(Stored data entries)
•••
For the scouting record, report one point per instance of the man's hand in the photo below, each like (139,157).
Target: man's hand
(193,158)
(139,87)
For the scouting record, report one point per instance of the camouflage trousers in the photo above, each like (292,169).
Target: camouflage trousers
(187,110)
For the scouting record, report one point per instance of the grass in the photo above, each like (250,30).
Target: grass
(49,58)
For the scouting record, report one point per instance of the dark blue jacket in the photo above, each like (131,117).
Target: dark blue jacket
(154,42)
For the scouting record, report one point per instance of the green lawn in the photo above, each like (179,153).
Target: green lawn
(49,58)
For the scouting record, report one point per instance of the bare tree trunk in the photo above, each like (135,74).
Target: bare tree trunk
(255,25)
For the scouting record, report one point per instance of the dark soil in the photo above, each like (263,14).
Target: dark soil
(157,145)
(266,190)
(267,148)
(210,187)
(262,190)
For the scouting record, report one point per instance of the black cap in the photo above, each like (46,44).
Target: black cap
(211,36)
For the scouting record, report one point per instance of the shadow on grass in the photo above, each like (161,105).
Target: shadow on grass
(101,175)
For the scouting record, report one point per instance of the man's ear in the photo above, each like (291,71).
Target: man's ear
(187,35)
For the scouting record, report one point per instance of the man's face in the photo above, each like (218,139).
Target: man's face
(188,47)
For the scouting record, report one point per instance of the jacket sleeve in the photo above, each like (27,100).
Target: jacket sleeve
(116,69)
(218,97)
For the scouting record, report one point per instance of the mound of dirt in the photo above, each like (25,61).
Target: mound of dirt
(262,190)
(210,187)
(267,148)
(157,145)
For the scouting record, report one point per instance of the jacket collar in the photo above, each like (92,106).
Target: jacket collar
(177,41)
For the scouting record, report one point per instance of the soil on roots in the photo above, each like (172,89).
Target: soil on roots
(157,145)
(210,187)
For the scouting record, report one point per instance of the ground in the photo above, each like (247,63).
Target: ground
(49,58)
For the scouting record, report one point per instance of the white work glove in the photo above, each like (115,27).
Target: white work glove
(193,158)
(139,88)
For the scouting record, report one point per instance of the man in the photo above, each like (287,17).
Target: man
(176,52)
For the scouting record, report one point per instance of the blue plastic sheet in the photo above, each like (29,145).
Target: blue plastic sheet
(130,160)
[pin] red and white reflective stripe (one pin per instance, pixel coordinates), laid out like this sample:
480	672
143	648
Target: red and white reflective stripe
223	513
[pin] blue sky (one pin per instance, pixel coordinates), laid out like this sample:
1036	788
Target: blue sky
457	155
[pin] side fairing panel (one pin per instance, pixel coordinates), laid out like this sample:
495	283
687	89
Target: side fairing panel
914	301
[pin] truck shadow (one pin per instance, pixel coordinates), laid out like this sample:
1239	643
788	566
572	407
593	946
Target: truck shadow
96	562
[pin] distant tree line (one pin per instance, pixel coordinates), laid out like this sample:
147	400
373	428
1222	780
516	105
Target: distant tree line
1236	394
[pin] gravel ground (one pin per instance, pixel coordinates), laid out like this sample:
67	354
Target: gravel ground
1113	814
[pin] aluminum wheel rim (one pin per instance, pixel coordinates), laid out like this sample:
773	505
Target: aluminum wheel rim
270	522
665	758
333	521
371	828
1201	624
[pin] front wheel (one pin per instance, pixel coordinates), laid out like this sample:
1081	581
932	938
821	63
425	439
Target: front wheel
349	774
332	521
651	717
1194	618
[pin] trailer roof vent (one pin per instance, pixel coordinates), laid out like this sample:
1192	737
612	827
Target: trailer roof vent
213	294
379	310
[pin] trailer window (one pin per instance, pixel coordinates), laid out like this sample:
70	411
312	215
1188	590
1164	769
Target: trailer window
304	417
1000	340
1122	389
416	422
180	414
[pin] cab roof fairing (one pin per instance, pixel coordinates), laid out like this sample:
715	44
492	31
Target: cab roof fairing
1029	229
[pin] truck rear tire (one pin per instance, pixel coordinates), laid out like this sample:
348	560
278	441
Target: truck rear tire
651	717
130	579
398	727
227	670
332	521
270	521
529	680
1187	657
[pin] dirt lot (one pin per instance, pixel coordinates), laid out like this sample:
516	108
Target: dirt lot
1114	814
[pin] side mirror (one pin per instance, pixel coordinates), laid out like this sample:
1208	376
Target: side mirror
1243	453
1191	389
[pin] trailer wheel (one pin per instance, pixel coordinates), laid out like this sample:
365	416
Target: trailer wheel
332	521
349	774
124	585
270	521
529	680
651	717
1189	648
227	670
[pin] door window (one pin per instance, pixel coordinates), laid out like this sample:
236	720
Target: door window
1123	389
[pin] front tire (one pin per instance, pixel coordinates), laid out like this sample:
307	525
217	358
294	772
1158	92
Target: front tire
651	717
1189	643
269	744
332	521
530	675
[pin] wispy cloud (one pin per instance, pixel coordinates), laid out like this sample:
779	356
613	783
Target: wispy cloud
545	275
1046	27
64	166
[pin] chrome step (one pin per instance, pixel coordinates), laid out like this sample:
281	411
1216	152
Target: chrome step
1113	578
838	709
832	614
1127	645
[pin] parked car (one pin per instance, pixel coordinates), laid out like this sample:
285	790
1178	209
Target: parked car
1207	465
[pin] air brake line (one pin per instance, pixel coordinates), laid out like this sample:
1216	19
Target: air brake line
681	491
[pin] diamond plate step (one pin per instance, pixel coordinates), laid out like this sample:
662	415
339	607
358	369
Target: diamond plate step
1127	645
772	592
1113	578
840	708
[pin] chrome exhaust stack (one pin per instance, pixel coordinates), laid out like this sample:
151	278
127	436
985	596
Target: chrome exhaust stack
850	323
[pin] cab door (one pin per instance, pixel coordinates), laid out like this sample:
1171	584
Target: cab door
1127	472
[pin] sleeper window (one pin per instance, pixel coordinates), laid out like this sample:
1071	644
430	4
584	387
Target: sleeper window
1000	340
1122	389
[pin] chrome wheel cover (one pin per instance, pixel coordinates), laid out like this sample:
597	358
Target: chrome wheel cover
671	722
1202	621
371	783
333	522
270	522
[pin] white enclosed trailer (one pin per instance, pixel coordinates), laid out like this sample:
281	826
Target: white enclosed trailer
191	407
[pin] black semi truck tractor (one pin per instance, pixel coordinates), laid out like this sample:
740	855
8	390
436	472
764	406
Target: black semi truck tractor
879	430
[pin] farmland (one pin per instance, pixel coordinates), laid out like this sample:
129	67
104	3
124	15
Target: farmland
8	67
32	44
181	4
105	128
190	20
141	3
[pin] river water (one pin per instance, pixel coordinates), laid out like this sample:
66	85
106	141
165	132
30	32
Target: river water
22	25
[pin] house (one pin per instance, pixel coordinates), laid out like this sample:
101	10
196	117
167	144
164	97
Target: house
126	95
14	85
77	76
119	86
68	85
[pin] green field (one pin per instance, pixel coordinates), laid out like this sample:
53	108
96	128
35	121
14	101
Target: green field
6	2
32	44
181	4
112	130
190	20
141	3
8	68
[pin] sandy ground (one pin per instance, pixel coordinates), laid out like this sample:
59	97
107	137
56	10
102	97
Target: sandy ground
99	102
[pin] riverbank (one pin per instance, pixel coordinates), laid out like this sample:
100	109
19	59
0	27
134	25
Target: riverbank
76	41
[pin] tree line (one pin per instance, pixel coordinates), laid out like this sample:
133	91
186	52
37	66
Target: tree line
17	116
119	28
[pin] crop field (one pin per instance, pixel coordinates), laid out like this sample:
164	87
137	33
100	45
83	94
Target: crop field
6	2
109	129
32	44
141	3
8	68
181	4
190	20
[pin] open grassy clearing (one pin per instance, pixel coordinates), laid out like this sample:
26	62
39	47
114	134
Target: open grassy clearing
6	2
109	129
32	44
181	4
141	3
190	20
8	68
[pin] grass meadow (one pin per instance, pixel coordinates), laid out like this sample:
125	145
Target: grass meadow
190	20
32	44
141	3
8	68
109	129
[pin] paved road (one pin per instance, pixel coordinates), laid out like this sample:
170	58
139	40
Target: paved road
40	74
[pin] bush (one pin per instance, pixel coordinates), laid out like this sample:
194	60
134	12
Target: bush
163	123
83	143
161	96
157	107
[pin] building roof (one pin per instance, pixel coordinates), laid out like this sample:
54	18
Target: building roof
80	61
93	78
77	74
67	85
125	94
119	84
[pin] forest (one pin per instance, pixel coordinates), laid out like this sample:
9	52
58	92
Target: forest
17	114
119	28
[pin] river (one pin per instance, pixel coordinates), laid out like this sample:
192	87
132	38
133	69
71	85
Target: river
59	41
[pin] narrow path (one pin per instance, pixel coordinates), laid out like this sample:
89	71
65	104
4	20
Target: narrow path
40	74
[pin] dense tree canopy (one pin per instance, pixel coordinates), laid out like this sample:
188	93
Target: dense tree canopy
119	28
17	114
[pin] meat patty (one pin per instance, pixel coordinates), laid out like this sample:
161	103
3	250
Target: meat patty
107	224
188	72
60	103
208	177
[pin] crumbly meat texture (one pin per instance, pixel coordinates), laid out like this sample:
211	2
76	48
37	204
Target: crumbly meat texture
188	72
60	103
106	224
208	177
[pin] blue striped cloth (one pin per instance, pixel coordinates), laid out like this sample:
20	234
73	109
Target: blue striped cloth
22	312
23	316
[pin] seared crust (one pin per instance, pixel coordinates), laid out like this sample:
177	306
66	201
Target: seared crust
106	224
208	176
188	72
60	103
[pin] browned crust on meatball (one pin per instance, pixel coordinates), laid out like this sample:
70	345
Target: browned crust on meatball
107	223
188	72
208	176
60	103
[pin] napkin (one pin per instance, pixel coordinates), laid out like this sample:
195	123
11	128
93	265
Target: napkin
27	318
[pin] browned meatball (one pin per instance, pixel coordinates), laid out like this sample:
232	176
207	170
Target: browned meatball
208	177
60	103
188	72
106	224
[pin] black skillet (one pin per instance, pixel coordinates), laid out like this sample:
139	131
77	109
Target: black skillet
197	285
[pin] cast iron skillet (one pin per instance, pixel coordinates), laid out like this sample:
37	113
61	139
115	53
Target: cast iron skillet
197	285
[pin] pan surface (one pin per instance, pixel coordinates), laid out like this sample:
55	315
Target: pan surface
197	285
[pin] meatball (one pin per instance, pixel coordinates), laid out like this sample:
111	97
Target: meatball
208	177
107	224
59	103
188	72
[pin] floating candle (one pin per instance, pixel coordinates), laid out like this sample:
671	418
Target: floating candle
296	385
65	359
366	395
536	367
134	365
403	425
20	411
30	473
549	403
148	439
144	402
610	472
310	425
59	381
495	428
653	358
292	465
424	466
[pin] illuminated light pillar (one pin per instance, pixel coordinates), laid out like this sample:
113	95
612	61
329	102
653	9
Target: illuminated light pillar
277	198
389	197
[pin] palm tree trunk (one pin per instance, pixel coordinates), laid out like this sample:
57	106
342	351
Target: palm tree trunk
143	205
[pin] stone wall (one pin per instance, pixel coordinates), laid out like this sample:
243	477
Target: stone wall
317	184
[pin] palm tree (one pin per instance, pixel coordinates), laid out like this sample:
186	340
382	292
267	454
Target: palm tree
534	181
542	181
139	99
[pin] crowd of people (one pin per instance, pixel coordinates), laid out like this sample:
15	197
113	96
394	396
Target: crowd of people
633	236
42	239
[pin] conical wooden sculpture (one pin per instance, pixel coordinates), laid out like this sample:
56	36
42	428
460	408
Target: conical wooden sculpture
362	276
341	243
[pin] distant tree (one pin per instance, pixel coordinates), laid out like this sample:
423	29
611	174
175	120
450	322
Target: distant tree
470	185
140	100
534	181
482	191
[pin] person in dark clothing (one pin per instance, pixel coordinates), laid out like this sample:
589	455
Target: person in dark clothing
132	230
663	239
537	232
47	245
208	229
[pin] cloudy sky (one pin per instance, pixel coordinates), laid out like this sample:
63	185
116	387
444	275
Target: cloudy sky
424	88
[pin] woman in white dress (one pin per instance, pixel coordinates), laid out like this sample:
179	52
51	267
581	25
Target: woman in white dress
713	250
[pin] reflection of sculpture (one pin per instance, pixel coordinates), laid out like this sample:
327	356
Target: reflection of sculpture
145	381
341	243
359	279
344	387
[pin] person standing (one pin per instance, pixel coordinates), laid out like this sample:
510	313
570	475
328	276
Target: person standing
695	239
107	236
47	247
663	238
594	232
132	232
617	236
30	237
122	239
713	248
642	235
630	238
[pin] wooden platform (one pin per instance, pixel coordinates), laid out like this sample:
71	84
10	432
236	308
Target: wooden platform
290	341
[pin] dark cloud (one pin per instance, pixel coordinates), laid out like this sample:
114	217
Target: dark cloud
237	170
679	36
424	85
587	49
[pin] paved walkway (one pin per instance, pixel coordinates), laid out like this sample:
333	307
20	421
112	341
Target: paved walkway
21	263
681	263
•••
What to do: All lines from the line holding "[pin] dark cloud" through the end of the records above need to be transcribed exactly, and no other text should appear.

Reply:
[pin] dark cloud (one pin per instance, pixel coordinates), laid out like this sample:
114	217
Target: dark cloud
237	170
679	36
424	85
587	49
[pin] paved walkway (one pin per instance, pixel coordinates), laid out like this sample:
333	307
20	421
112	341
Target: paved walkway
21	263
681	263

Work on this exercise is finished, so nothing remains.